## ИСХОДНЫЙ ТЕКСТ

---*---

День 15 ноября 1915 года, когда Грозный доложил о своих результатах Переднеазиатскому обществу в Берлине, был, как отметил в прекрасной статье на смерть своего коллеги известный ассириолог Эрнст Вейднер, «подлинным днем рождения хеттологии».
В декабре того же года в «Сообщениях Германского восточного общества» появился предварительный отчет Грозного под названием «Решение хеттской проблемы». Увеличенный в объеме труд вышел в свет через два года в Лейпциге и назывался «Язык хеттов, его строй и принадлежность к индогерманской группе языков». Это классическое исследование, несомненно, представляло собой вершину научной деятельности Грозного.
Еще только создавалась окончательная редакция «Предварительного сообщения», когда Грозный был призван на военную службу.
Ему действительно везло, этому Грозному, если даже в «Императорской и королевской» армии Австрийской монархии он встретил чутких и отзывчивых начальников и смог в служебное время не только писать упомянутое «Предварительное сообщение» и свой главный труд «Язык хеттов», но даже, неделями не вылезая из Стамбульского музея, сравнивать и изучать клинописные тексты!
И все же трудам Грозного был присущ один недостаток. Дело в том, что разработка богазкейских текстов была в свое время поручена ему именно как ассириологу, то есть как языковеду-семитологу; теперь же он сам, будучи немало ошеломлен, увидел, что все накопленные признаки свидетельствуют в пользу индоевропейского (и, стало быть, несемитского) языка. Если чтение клинописных текстов и было его профессией, то все же с точки зрения узкой специальности он не мог быть компетентен в индоевропейских языках. И поэтому мы должны тем более высоко оценивать его достижения в объяснении обнаруженных им явлений; сейчас хотелось бы с особенной силой подчеркнуть это для тех, кто слишком часто склонен видеть Грозного в свете его малоудачных последних работ.

---*---

## ЗАДАНИЕ
Извлеките текст о Грозном и хеттском языке целиком, не меняя в нем ни слова. Данные представляют собой отдельный материал.

## БЛОК ДАННЫХ
---*---

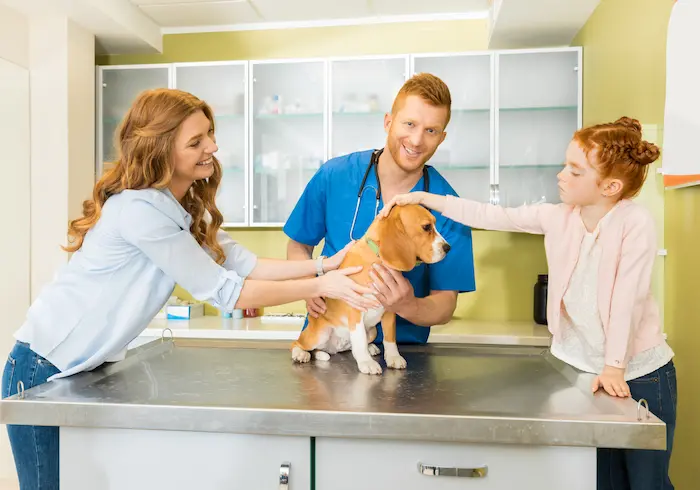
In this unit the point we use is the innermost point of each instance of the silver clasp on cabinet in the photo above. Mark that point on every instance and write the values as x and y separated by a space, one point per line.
284 475
427 470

---*---

## ПРАВИЛЬНЫЙ ОТВЕТ
День 15 ноября 1915 года, когда Грозный доложил о своих результатах Переднеазиатскому обществу в Берлине, был, как отметил в прекрасной статье на смерть своего коллеги известный ассириолог Эрнст Вейднер, «подлинным днем рождения хеттологии».
В декабре того же года в «Сообщениях Германского восточного общества» появился предварительный отчет Грозного под названием «Решение хеттской проблемы». Увеличенный в объеме труд вышел в свет через два года в Лейпциге и назывался «Язык хеттов, его строй и принадлежность к индогерманской группе языков». Это классическое исследование, несомненно, представляло собой вершину научной деятельности Грозного.
Еще только создавалась окончательная редакция «Предварительного сообщения», когда Грозный был призван на военную службу.
Ему действительно везло, этому Грозному, если даже в «Императорской и королевской» армии Австрийской монархии он встретил чутких и отзывчивых начальников и смог в служебное время не только писать упомянутое «Предварительное сообщение» и свой главный труд «Язык хеттов», но даже, неделями не вылезая из Стамбульского музея, сравнивать и изучать клинописные тексты!
И все же трудам Грозного был присущ один недостаток. Дело в том, что разработка богазкейских текстов была в свое время поручена ему именно как ассириологу, то есть как языковеду-семитологу; теперь же он сам, будучи немало ошеломлен, увидел, что все накопленные признаки свидетельствуют в пользу индоевропейского (и, стало быть, несемитского) языка. Если чтение клинописных текстов и было его профессией, то все же с точки зрения узкой специальности он не мог быть компетентен в индоевропейских языках. И поэтому мы должны тем более высоко оценивать его достижения в объяснении обнаруженных им явлений; сейчас хотелось бы с особенной силой подчеркнуть это для тех, кто слишком часто склонен видеть Грозного в свете его малоудачных последних работ.